(Beginning of DATA EXTRACTS)

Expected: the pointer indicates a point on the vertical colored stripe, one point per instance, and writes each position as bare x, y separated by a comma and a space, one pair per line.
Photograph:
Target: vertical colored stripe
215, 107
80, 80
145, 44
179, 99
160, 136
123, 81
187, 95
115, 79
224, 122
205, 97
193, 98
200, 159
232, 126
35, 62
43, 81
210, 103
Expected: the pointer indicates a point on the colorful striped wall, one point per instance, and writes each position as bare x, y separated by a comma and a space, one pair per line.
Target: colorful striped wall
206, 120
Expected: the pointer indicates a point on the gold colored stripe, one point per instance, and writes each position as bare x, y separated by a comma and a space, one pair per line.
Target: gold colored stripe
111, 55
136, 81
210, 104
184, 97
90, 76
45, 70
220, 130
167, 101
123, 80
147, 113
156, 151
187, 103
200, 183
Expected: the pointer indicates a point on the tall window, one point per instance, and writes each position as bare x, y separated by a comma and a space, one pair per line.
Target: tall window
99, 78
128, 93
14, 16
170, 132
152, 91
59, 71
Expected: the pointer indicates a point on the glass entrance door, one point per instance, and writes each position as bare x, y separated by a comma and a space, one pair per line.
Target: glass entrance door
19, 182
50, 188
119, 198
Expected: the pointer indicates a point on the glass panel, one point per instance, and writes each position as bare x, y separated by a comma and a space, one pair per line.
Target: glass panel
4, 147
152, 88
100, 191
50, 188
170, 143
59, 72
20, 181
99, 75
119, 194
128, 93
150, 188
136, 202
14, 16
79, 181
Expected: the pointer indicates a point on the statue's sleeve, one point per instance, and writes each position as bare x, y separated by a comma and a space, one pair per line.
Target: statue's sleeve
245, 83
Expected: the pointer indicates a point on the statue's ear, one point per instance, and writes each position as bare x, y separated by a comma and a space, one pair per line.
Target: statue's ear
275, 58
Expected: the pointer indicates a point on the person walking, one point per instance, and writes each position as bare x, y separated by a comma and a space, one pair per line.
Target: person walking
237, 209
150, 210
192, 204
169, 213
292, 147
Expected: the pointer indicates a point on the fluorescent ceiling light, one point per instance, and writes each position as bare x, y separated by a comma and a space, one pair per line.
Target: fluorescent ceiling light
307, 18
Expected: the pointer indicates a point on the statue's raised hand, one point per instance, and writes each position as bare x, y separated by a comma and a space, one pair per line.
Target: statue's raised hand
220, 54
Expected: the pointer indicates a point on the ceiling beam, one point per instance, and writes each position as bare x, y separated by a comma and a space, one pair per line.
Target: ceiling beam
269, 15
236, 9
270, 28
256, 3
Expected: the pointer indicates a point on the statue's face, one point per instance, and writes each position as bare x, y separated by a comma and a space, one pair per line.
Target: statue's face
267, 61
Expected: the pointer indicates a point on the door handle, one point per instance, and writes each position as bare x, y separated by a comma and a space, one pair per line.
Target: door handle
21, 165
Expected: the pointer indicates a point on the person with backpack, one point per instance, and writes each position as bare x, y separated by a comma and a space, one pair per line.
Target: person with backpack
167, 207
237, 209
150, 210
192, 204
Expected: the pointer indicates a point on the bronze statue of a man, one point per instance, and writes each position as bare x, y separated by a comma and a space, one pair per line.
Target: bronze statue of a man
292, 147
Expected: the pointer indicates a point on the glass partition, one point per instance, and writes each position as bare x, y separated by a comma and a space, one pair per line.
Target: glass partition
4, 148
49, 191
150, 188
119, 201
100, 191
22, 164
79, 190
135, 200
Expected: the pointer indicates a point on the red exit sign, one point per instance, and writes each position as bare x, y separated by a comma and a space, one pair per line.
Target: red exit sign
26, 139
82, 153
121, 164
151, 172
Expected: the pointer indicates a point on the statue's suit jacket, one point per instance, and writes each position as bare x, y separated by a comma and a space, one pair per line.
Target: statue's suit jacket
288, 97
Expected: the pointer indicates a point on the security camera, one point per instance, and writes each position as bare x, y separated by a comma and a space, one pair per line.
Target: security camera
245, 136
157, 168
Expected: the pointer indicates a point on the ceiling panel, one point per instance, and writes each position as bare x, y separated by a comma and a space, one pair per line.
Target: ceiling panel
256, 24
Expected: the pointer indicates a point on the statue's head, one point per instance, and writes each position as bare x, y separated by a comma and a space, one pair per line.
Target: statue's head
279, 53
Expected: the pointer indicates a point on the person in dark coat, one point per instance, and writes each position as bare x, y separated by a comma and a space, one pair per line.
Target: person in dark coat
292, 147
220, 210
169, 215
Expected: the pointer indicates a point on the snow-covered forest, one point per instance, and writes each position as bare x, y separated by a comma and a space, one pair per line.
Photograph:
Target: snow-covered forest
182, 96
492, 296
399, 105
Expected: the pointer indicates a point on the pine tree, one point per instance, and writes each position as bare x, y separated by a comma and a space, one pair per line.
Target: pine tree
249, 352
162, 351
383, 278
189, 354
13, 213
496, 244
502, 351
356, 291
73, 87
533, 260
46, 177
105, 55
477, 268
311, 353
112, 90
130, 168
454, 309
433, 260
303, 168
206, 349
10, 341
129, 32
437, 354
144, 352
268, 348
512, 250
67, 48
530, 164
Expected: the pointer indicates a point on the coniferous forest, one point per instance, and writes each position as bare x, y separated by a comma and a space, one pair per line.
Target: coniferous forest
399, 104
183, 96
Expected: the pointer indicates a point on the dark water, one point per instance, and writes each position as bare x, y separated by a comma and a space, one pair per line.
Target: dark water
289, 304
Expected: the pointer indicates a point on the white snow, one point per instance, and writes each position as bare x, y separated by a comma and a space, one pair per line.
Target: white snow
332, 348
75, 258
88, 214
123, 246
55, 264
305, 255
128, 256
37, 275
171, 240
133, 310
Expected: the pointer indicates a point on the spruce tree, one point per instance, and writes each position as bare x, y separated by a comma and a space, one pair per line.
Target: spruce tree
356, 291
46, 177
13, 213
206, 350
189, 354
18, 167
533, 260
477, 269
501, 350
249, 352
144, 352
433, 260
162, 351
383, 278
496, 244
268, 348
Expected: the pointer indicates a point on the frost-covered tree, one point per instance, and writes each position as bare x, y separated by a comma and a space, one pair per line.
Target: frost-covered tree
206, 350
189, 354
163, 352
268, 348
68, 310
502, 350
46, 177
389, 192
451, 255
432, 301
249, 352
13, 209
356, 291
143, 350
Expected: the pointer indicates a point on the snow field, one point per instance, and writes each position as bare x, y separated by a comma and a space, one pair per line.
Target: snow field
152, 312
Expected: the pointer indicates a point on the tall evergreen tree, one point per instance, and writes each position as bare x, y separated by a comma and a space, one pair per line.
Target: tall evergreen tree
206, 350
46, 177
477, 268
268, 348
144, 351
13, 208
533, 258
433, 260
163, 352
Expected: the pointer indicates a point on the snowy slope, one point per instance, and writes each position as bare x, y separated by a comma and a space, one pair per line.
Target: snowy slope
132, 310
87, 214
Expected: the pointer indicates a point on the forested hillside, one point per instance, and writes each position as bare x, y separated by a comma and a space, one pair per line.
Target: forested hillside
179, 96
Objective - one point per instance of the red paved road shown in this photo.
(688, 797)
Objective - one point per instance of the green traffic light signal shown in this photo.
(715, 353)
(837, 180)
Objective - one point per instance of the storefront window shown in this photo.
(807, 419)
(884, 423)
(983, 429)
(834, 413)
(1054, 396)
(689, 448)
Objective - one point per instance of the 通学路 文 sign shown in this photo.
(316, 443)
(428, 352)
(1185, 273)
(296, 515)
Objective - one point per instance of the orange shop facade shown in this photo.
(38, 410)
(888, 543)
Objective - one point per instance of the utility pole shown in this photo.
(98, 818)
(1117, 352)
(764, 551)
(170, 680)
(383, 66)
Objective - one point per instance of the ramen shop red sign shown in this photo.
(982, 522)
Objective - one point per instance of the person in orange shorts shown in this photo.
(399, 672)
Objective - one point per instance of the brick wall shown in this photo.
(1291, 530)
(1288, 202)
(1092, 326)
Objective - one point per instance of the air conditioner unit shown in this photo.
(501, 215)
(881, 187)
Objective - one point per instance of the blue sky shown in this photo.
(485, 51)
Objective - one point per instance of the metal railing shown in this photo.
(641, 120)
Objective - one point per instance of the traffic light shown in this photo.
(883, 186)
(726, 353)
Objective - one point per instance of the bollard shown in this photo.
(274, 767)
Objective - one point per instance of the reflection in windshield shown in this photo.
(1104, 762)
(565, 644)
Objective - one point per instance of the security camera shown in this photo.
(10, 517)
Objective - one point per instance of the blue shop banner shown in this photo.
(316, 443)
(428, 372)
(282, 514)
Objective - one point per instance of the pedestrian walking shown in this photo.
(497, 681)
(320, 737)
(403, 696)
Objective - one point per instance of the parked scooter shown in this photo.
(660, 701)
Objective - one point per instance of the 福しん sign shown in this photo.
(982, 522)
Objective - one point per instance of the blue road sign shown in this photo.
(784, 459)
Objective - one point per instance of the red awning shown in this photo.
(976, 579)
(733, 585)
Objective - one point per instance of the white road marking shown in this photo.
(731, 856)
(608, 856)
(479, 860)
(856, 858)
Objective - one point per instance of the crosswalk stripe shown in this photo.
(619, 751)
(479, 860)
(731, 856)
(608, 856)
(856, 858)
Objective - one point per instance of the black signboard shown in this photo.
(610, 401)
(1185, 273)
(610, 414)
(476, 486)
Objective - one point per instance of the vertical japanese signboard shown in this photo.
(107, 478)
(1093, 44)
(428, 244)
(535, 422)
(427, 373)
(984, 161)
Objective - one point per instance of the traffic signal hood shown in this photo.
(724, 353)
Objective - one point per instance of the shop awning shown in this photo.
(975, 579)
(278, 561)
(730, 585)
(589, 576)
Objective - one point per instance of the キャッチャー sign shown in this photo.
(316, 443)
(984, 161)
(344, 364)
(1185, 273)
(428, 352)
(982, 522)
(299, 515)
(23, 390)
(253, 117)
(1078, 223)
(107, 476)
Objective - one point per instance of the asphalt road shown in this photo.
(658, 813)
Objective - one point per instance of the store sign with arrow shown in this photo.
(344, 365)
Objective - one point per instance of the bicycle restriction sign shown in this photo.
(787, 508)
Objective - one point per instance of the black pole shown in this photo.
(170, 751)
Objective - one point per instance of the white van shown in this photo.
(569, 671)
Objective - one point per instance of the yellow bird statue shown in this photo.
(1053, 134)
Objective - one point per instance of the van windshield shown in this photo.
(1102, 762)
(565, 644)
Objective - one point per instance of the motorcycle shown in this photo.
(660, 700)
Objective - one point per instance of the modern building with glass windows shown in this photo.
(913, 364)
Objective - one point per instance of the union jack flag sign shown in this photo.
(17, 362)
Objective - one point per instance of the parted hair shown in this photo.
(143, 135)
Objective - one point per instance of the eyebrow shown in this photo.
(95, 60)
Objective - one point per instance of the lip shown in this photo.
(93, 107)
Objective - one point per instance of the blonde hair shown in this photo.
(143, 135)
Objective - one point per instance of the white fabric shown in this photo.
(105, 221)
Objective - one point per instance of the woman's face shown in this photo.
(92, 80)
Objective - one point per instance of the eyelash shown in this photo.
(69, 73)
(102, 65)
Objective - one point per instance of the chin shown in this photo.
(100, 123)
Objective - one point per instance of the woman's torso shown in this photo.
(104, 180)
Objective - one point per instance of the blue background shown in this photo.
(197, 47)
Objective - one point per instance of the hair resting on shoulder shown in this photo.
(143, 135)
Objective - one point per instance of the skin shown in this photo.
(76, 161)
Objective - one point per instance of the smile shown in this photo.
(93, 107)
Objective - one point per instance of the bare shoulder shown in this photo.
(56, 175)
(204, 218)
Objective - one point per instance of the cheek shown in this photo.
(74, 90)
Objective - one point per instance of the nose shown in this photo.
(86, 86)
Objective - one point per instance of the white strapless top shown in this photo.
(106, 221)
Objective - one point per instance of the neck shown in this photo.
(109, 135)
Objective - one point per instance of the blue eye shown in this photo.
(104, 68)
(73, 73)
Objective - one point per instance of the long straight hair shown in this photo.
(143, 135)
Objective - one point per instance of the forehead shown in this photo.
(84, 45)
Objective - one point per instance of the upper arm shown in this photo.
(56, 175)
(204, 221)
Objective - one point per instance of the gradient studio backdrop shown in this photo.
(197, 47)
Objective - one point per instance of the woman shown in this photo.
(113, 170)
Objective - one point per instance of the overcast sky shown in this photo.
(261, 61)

(End of DATA EXTRACTS)

TASK TO CARRY OUT. Only the lines from the first one of the listing up to and including the line where "Expected: the pointer indicates a point on the tall window, one" appears are wanted, reproduced exactly.

RESPONSE TO THE EXERCISE.
Expected: the pointer indicates a point on the vertical colored stripe, one point per instance, and writes each position as bare x, y separated by a comma and a space, one pair per line.
Photograph:
Target: vertical colored stripe
215, 107
80, 80
145, 44
179, 99
160, 136
123, 81
187, 95
115, 79
224, 122
205, 97
193, 98
200, 159
232, 126
35, 62
43, 81
210, 103
Expected: the pointer indicates a point on the colorful striped wall, one point per instance, and writes each position as bare x, y separated by a comma and a space, one pair per line.
Target: colorful striped wall
206, 120
Expected: the pointer indicates a point on the gold colored stripe, one point per instance, and writes each position as bare x, y separated by a comma and a space, one pair per line.
Target: gold colored stripe
111, 55
136, 81
210, 104
184, 97
90, 76
45, 70
220, 130
167, 101
123, 80
147, 113
156, 151
187, 103
200, 183
Expected: the pointer indicates a point on the tall window, one point per instance, and writes each position as bare x, y separated by a comma and a space, one pair per line.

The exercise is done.